**** RAW RECORDS ****

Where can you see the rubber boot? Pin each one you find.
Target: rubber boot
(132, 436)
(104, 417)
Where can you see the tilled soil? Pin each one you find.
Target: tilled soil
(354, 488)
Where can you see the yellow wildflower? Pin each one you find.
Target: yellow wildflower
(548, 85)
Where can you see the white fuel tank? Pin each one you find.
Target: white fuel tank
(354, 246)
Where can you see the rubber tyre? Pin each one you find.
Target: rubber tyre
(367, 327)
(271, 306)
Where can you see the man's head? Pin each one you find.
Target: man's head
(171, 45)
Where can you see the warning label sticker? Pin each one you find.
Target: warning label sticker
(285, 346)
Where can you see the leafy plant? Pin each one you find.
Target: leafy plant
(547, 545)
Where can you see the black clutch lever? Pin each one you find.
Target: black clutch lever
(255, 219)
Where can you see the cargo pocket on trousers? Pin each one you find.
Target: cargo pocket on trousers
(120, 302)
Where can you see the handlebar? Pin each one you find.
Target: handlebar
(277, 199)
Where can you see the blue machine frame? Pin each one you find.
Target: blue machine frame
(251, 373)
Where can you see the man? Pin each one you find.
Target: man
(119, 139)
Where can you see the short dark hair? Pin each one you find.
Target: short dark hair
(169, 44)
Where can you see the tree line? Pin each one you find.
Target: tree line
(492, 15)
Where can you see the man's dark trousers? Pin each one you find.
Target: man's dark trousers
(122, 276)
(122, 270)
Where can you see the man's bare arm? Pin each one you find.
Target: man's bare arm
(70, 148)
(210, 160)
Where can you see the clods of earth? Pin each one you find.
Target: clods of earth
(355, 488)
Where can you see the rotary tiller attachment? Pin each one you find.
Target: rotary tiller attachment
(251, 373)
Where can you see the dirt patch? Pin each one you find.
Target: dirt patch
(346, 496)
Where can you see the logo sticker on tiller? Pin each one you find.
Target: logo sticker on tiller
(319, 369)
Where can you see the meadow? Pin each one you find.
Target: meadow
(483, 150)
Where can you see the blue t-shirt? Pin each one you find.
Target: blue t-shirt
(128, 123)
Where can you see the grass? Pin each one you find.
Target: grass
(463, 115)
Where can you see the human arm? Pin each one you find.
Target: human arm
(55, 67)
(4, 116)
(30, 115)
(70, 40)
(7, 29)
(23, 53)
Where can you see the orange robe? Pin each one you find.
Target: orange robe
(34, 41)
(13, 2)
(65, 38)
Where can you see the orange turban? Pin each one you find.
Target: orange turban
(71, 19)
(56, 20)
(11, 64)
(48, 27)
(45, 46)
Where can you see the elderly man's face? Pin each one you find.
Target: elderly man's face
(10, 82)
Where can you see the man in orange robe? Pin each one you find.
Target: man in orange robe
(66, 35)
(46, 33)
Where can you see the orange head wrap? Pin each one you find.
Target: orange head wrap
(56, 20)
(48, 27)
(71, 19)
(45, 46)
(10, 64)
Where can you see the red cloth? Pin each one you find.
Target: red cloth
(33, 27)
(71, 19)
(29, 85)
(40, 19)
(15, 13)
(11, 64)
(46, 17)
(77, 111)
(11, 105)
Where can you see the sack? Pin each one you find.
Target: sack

****

Output the records verbatim, from the first line to the last.

• _FULL ANSWER_:
Where can you see the rubber boot? Pin each one you find.
Target: rubber boot
(132, 436)
(104, 417)
Where can you see the tilled soil? Pin each one you find.
Target: tilled soil
(354, 488)
Where can you see the yellow wildflower? Pin each one you find.
Target: yellow wildflower
(548, 85)
Where can you see the white fuel tank? Pin each one you find.
Target: white fuel tank
(354, 246)
Where can you see the rubber tyre? Pin each one you find.
Target: rubber tyre
(367, 327)
(271, 306)
Where can you see the man's head? Pin each one you find.
Target: man's head
(171, 45)
Where can you see the warning label sticker? Pin each one you find.
Target: warning label sticker
(285, 346)
Where can you see the leafy plant? Pin each one you find.
Target: leafy plant
(547, 545)
Where can you see the black clutch lever? Pin each one you find.
Target: black clutch lever
(255, 219)
Where can you see the cargo pocket on trousers? Pin each one you find.
Target: cargo pocket on trousers
(120, 302)
Where can you see the handlebar? Pin each one you find.
Target: handlebar
(277, 199)
Where can you see the blue machine frame? Pin each one you find.
Target: blue machine frame
(251, 373)
Where can you see the man? Pin each one you find.
Target: man
(119, 139)
Where can you see the short dark hair? Pin each one you find.
Target: short dark hair
(169, 44)
Where can you see the tree line? Pin each one you find.
Target: tree line
(492, 15)
Where can you see the man's dark trousers? Pin each one you find.
Target: man's dark trousers
(122, 276)
(122, 270)
Where can you see the man's bare arm? Pin each one you find.
Target: man's bare arm
(70, 148)
(210, 160)
Where can you see the clods of earth? Pin each one you find.
Target: clods of earth
(355, 488)
Where can you see the rotary tiller attachment? Pin each one you find.
Target: rotary tiller attachment
(251, 373)
Where can you see the dirt patch? Pin each one you find.
Target: dirt patch
(346, 496)
Where can you see the logo sticker on tiller? Pin each one you find.
Target: logo sticker on tiller
(319, 369)
Where can you see the meadow? Pin each one you find.
Target: meadow
(483, 150)
Where can you see the blue t-shirt? Pin each one you find.
Target: blue t-shirt
(128, 123)
Where can you see the grass? Pin each one you find.
Target: grass
(463, 115)
Where can you see the human arm? Pin each one you find.
Target: human arm
(55, 67)
(4, 116)
(30, 115)
(70, 40)
(7, 29)
(23, 53)
Where can you see the orange robe? Pin each one you find.
Target: orange robe
(34, 41)
(13, 2)
(65, 38)
Where can you see the orange turban? Pin each one you find.
Target: orange turban
(71, 19)
(56, 20)
(11, 64)
(48, 27)
(45, 46)
Where can you see the elderly man's face? Pin each one you find.
Target: elderly man's face
(10, 82)
Where can you see the man in orange robe? Pin each one you find.
Target: man in orange robe
(66, 35)
(46, 33)
Where can you see the orange head wrap? Pin each one you find.
Target: orange head wrap
(56, 20)
(48, 27)
(71, 19)
(45, 46)
(10, 64)
Where can you see the red cloth? Pin each one you find.
Target: red cloth
(33, 27)
(71, 19)
(29, 85)
(40, 19)
(15, 13)
(11, 64)
(46, 17)
(77, 111)
(11, 105)
Where can you see the sack? Pin each one you find.
Target: sack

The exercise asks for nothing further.